◆ **Set problem**:
Copy out every row below word for word, changing nothing.

--- Begin ---

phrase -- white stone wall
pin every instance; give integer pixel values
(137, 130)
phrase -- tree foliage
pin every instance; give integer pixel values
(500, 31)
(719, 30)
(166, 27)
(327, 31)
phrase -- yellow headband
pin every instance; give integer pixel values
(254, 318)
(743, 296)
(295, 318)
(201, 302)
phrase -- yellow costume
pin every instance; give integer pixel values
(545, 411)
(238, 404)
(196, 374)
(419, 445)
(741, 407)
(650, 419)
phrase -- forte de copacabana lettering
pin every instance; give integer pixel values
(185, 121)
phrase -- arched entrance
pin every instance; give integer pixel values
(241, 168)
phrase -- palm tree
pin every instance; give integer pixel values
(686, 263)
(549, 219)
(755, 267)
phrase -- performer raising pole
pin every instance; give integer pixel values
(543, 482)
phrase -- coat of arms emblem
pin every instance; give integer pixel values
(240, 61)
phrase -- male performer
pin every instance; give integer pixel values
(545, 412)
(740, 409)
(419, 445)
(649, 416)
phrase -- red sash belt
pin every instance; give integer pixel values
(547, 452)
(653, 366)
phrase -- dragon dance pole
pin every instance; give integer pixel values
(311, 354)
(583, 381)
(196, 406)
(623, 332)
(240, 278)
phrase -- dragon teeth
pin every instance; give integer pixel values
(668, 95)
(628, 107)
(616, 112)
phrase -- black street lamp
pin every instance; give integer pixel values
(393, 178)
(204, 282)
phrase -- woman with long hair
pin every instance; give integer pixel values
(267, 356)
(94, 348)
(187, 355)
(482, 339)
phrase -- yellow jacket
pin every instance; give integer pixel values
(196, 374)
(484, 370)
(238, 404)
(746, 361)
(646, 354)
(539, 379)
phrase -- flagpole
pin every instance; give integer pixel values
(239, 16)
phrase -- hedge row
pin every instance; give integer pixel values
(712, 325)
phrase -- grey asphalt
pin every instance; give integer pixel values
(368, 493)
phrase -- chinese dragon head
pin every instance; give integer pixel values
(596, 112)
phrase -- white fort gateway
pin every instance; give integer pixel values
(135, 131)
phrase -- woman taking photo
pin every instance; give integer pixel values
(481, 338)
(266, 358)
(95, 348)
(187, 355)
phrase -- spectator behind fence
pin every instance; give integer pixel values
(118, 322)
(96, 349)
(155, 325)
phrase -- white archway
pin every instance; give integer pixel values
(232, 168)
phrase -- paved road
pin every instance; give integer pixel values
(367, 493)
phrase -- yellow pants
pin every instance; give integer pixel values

--- End ---

◆ **Reply to the exercise**:
phrase -- white stone wall
pin every instance; give integer pixel values
(137, 130)
phrase -- tree foliage
pin every instance; give integer pixel values
(500, 31)
(719, 30)
(166, 27)
(327, 31)
phrase -- yellow headband
pin every instance; give integer pixel values
(254, 318)
(743, 296)
(295, 318)
(201, 302)
phrase -- yellow costume
pin every instance; give integer pixel values
(545, 411)
(238, 404)
(196, 374)
(419, 445)
(741, 407)
(650, 419)
phrase -- forte de copacabana lettering
pin every instance; give integer pixel values
(185, 121)
phrase -- arched entrance
pin every instance; give integer pixel values
(241, 168)
phrase -- palm tree
pin every instance; give integer pixel values
(686, 263)
(549, 219)
(755, 267)
phrase -- performer raising pole
pin every instance; give integer pixel values
(543, 482)
phrase -- coat of arms emblem
pin every instance; give integer pixel values
(240, 61)
phrase -- male performer
pin every instance; give integer pixel values
(545, 412)
(740, 409)
(419, 445)
(649, 416)
phrase -- red sash belt
pin every instance; give integer pixel values
(547, 452)
(653, 366)
phrase -- dragon dance pole
pin every instance; give integer pixel values
(311, 354)
(583, 381)
(196, 406)
(623, 332)
(240, 278)
phrase -- dragon teeth
pin every instance; give integer pixel values
(668, 95)
(628, 107)
(616, 112)
phrase -- black street lamp
pin every instance; give integer pixel values
(393, 178)
(204, 282)
phrase -- woman with long hair
pin every instance; give integer pixel values
(267, 356)
(94, 348)
(187, 355)
(482, 339)
phrase -- yellow jacket
pin every instance; give integer pixel values
(196, 374)
(484, 370)
(238, 404)
(746, 361)
(646, 354)
(539, 379)
phrase -- flagpole
pin every instance; give integer pixel values
(239, 16)
phrase -- hedge row
pin every instance; give integer pixel values
(712, 325)
phrase -- grey asphalt
pin every instance; give integer pixel values
(368, 493)
phrase -- chinese dragon head
pin every instance; give integer pixel values
(596, 112)
phrase -- white fort gateway
pin every instance; give integer pixel values
(135, 131)
phrase -- woman taking photo
pin every instance; give integer pixel values
(481, 338)
(266, 358)
(95, 348)
(187, 355)
phrase -- spectator behind fence
pin every instance; give integer pixel values
(118, 322)
(96, 349)
(155, 325)
phrase -- white archway
pin every instance; give integer pixel values
(232, 168)
phrase -- paved road
pin every instance; give integer pixel values
(367, 493)
phrase -- yellow pants
pin every instance; give integer pixel values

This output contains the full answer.